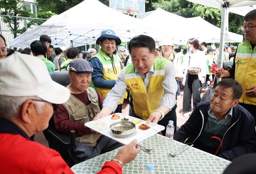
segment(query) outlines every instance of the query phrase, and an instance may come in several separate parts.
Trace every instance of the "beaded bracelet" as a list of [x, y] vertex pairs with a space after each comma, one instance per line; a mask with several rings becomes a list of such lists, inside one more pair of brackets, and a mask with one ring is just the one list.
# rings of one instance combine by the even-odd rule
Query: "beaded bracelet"
[[122, 161], [120, 161], [120, 160], [117, 160], [116, 159], [113, 159], [113, 160], [112, 160], [111, 161], [115, 161], [115, 162], [117, 162], [118, 163], [119, 163], [120, 164], [121, 164], [121, 167], [123, 168], [123, 163], [122, 162]]

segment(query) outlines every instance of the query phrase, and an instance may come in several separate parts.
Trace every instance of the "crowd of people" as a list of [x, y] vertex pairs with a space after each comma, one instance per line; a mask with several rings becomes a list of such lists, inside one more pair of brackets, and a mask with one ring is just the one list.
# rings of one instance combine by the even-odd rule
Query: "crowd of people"
[[[185, 55], [180, 45], [166, 39], [158, 44], [143, 35], [133, 37], [126, 49], [111, 29], [101, 31], [98, 51], [91, 48], [83, 54], [74, 47], [54, 48], [46, 35], [15, 52], [0, 35], [0, 168], [4, 173], [72, 173], [57, 152], [30, 140], [48, 127], [52, 116], [59, 132], [76, 131], [76, 141], [87, 149], [84, 159], [121, 146], [84, 123], [121, 113], [127, 92], [130, 115], [165, 128], [173, 120], [177, 141], [230, 161], [256, 153], [255, 25], [253, 10], [241, 27], [245, 40], [237, 46], [225, 44], [223, 55], [194, 38], [188, 40]], [[220, 58], [232, 60], [231, 68], [212, 69]], [[55, 71], [68, 71], [71, 83], [65, 87], [53, 81], [49, 72]], [[229, 78], [232, 76], [234, 80]], [[215, 86], [209, 101], [200, 102], [199, 89], [216, 77], [225, 78]], [[183, 115], [189, 116], [178, 130], [177, 97], [183, 97]], [[57, 104], [54, 109], [52, 104]], [[165, 136], [165, 131], [159, 133]], [[212, 137], [221, 139], [220, 151]], [[121, 148], [99, 173], [121, 173], [139, 153], [136, 143]]]

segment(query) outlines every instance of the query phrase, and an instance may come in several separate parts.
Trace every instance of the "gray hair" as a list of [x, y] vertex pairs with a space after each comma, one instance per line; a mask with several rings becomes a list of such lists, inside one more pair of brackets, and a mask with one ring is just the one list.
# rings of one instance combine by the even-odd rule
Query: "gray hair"
[[[11, 120], [17, 117], [19, 113], [20, 108], [26, 101], [29, 100], [41, 100], [36, 96], [11, 96], [0, 95], [0, 117]], [[33, 101], [36, 103], [36, 110], [38, 113], [42, 113], [45, 102]]]
[[89, 48], [87, 51], [87, 53], [92, 53], [93, 52], [97, 53], [97, 50], [96, 50], [96, 49], [94, 49], [94, 48]]

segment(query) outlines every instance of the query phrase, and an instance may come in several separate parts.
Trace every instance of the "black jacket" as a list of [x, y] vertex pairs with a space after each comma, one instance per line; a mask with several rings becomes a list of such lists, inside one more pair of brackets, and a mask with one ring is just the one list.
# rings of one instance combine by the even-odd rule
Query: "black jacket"
[[[209, 101], [197, 105], [188, 120], [174, 134], [175, 140], [193, 144], [200, 136], [208, 119]], [[233, 108], [231, 126], [222, 139], [220, 157], [228, 160], [244, 154], [256, 152], [254, 119], [239, 105]], [[204, 150], [202, 149], [202, 150]]]

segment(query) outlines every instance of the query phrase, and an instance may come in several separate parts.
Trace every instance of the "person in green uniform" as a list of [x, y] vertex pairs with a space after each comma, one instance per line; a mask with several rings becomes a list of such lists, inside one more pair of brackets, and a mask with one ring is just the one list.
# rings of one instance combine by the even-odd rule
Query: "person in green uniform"
[[61, 71], [68, 71], [69, 70], [70, 62], [77, 58], [79, 50], [76, 47], [71, 47], [67, 49], [66, 54], [68, 59], [60, 65]]
[[47, 46], [45, 43], [39, 40], [35, 40], [30, 44], [30, 48], [34, 56], [35, 56], [45, 62], [49, 72], [53, 72], [55, 70], [55, 65], [50, 60], [45, 58], [44, 55], [46, 54]]

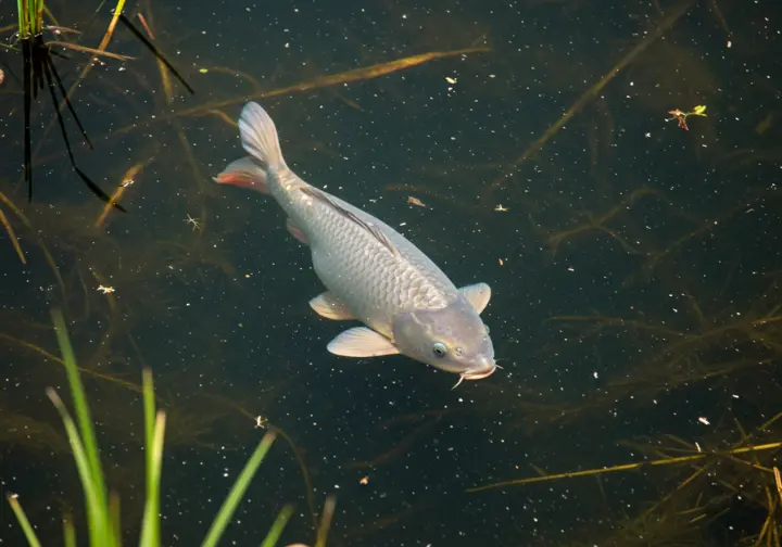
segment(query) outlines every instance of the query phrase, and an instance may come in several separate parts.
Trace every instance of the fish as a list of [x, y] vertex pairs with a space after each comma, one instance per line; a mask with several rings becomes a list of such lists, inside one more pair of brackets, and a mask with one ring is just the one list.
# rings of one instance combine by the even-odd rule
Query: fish
[[287, 214], [288, 231], [310, 246], [313, 269], [327, 289], [310, 306], [327, 319], [363, 323], [331, 340], [331, 354], [401, 354], [459, 374], [456, 385], [496, 370], [480, 317], [491, 298], [487, 283], [457, 289], [389, 225], [304, 181], [288, 167], [275, 123], [257, 103], [242, 109], [239, 133], [249, 155], [214, 180], [270, 194]]

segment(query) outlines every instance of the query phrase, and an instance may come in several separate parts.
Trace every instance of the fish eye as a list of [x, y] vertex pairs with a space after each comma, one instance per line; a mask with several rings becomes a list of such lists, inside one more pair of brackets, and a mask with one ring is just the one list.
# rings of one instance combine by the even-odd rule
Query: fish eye
[[447, 347], [442, 342], [438, 342], [432, 346], [432, 352], [438, 357], [445, 357], [445, 354], [447, 353]]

..............................

• Required task: How many rows above contain the word "bracelet"? Reply with the number alone.

• Correct result: 2